* [SOURCE EXTRACT]:
====
Next week I will have my first assignments due. We shall see how that goes. I feel like I am totally slacking. I haven't really read anything, done anything..just showed up for class, took notes, paid attention. I guess I go through this at the beginning of every semester, as I get a feel for the instructor and the class content.

Oh, I made the Dean's List again! I really don't feel that it's that great of an honor. I mean, it is, but seriously, if you show up and do half of what you're supposed to, you should be able to pull off a decent grade. And your cummulative grade only needs to be a 2.0, with a 3.5 for that particular semester in order to make the list. So, yes, it is an accomplishment, but print me a letter telling me about an honor for 4.0, with a cumulatiave gpa of 3.0 or higher or even 3.5 and higher. Then I will be more excited. LOL.

Probably not after this semester, because then I wouldn't make any such list. ;)

Shouldn't an instructor who is teaching stress managemnt courses be required to have great time management skills? She is going to teach us about personal management/time mgmt tomorrow and she is 10 plus mins late every class! Then, she has us spend 30 mins doing Yoga and 20 or 30 mins talking about things not pertaining to teh class...doesn't leave much time for instruction does it? Thankfully it's only an 8 wk course, so it will be over soon! It stresses me out! LOL

2 comments:

Nelson Family of 7 said...
====
* [GOALS]:
1. Answer these questions from the blog post:
(a) What cumulative grade does it say is needed to make the Dean's List?
(b) How many minutes does the instructor have the class spend on Yoga?
(c) How long is the stress management course?
2. Copy the blog post word for word, starting with "Oh, I made the" and going on through "more excited. LOL.".
3. Decide whether each statement agrees with the blog post, and answer yes or no with the words from the post that settle it:
(a) The writer has already done a lot of reading for the classes.
(b) The instructor is late to every class.
(c) This is the first time the writer has made the Dean's List.
====
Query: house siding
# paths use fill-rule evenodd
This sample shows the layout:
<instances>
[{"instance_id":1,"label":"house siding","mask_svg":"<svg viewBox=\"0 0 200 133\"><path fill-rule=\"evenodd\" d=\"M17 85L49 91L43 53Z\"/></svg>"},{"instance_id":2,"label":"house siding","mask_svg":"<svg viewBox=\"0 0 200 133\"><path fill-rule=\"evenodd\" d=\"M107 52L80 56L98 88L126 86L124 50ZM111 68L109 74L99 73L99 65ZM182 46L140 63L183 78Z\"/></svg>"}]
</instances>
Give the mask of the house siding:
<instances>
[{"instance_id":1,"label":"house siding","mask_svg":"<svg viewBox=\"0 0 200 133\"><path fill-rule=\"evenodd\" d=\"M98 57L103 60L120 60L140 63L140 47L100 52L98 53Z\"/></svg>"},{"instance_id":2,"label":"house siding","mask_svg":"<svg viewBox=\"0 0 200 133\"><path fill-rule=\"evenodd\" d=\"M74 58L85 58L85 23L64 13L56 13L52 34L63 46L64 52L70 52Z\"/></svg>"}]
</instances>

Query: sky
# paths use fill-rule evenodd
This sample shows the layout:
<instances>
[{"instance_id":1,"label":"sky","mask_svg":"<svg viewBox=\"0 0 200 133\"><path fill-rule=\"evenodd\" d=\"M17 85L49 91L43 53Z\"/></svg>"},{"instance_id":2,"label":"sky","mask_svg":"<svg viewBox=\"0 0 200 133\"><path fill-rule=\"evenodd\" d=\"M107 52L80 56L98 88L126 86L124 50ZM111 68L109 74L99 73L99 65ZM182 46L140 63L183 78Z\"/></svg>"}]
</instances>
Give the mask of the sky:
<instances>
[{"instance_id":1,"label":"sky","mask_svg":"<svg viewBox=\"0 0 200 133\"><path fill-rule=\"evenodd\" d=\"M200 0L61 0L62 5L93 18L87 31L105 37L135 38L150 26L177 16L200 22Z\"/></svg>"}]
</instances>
====
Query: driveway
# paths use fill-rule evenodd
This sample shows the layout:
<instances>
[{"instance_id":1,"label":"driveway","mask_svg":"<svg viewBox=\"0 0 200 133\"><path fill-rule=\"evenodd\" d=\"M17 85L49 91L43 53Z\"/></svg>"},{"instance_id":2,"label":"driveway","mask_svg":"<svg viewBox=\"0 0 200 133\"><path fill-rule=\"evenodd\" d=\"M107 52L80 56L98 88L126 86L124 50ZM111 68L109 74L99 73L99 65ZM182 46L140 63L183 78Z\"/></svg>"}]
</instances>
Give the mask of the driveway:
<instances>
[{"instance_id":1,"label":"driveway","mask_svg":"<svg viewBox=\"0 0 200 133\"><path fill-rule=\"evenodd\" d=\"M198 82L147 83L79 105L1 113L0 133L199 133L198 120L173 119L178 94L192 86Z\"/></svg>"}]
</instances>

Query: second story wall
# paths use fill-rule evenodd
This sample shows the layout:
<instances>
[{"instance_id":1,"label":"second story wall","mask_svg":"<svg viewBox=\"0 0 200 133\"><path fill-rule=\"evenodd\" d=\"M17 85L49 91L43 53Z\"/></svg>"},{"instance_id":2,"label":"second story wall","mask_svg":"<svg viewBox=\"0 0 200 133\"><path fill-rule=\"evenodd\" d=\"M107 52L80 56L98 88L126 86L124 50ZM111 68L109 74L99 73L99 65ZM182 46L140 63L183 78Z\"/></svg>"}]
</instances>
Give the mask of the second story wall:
====
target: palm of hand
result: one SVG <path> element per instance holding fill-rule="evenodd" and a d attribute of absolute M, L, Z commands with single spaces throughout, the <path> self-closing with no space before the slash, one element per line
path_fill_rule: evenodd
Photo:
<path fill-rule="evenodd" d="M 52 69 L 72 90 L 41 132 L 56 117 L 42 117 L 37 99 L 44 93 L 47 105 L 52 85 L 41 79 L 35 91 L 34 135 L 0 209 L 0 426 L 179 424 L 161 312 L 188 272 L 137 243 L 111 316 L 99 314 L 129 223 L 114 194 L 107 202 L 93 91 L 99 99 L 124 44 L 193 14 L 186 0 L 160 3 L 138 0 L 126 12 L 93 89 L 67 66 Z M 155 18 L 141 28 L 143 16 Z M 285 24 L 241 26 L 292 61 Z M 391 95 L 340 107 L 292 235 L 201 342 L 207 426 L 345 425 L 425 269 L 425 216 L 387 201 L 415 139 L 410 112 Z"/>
====
* [THE RESULTS]:
1.
(a) 2.0
(b) 30 minutes
(c) 8 weeks

2.
Oh, I made the Dean's List again! I really don't feel that it's that great of an honor. I mean, it is, but seriously, if you show up and do half of what you're supposed to, you should be able to pull off a decent grade. And your cummulative grade only needs to be a 2.0, with a 3.5 for that particular semester in order to make the list. So, yes, it is an accomplishment, but print me a letter telling me about an honor for 4.0, with a cumulatiave gpa of 3.0 or higher or even 3.5 and higher. Then I will be more excited. LOL.

3.
(a) No: "I haven't really read anything"
(b) Yes: "she is 10 plus mins late every class!"
(c) No: "Oh, I made the Dean's List again!"